Stored records:
_____

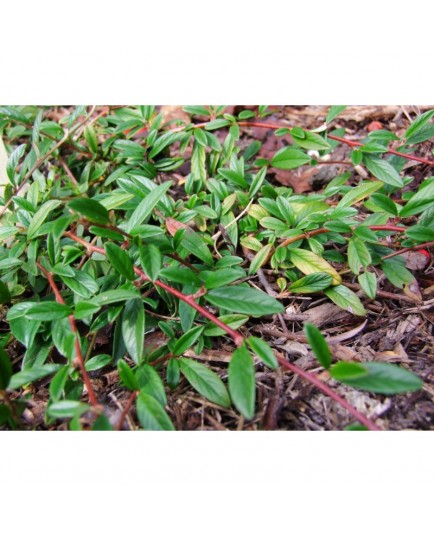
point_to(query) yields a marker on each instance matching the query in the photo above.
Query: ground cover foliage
(216, 267)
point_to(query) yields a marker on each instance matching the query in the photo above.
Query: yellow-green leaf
(310, 263)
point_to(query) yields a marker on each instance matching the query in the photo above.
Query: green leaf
(385, 203)
(194, 244)
(233, 321)
(40, 216)
(198, 159)
(150, 383)
(396, 273)
(383, 170)
(172, 373)
(31, 375)
(355, 195)
(58, 382)
(217, 123)
(241, 377)
(98, 361)
(164, 141)
(309, 140)
(358, 255)
(333, 112)
(289, 158)
(127, 376)
(151, 261)
(146, 206)
(102, 424)
(64, 409)
(311, 263)
(376, 377)
(120, 260)
(260, 258)
(113, 296)
(90, 209)
(133, 328)
(222, 277)
(318, 344)
(368, 283)
(257, 182)
(187, 340)
(244, 300)
(311, 283)
(205, 381)
(420, 233)
(419, 123)
(5, 370)
(47, 311)
(152, 415)
(346, 299)
(421, 201)
(5, 295)
(13, 160)
(263, 351)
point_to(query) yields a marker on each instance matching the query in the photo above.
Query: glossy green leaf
(314, 282)
(64, 409)
(333, 112)
(31, 375)
(40, 216)
(241, 377)
(152, 415)
(151, 261)
(127, 376)
(358, 255)
(420, 233)
(368, 283)
(358, 193)
(146, 206)
(222, 277)
(5, 370)
(173, 373)
(187, 340)
(98, 361)
(48, 311)
(376, 377)
(90, 209)
(421, 201)
(311, 263)
(150, 383)
(133, 328)
(346, 299)
(263, 351)
(120, 260)
(383, 170)
(289, 158)
(260, 258)
(244, 300)
(205, 381)
(318, 345)
(58, 382)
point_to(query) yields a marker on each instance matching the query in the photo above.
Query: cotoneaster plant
(100, 232)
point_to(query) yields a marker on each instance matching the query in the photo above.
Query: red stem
(238, 338)
(328, 391)
(336, 138)
(59, 298)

_____

The task: List every line of the records above that contains the word "green", copying each such line unchanged and in its original order.

Task solution:
Query: yellow-green leaf
Query: green leaf
Query: glossy green leaf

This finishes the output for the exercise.